> [Records to use]:

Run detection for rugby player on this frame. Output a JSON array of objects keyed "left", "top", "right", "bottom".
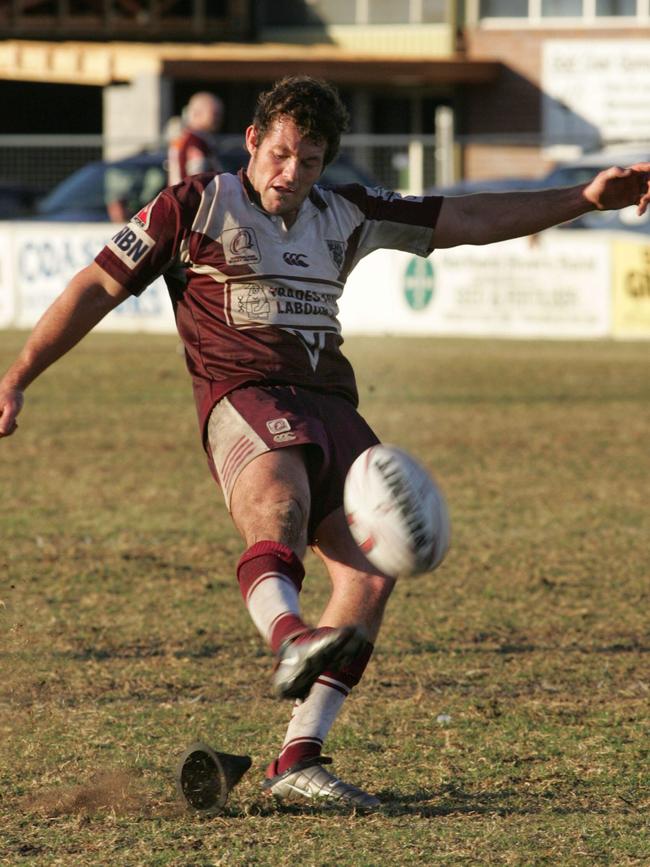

...

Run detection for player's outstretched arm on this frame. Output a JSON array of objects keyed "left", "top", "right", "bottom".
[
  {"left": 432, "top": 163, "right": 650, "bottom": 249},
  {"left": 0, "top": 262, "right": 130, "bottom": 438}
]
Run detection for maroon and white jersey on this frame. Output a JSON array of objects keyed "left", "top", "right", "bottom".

> [What you have to do]: Please reproduce the lines from the line with "Run detection for player's" to the line with "Run detection for maroon", both ends included, exactly as they appear above.

> [Result of this task]:
Run detection for player's outstretched arm on this frame. Output a JSON array of objects keyed "left", "top", "right", "bottom".
[
  {"left": 432, "top": 163, "right": 650, "bottom": 249},
  {"left": 0, "top": 262, "right": 130, "bottom": 438}
]
Run detection for maroon and white jersey on this frame. Output a JSON array of objects keyed "left", "top", "right", "bottom".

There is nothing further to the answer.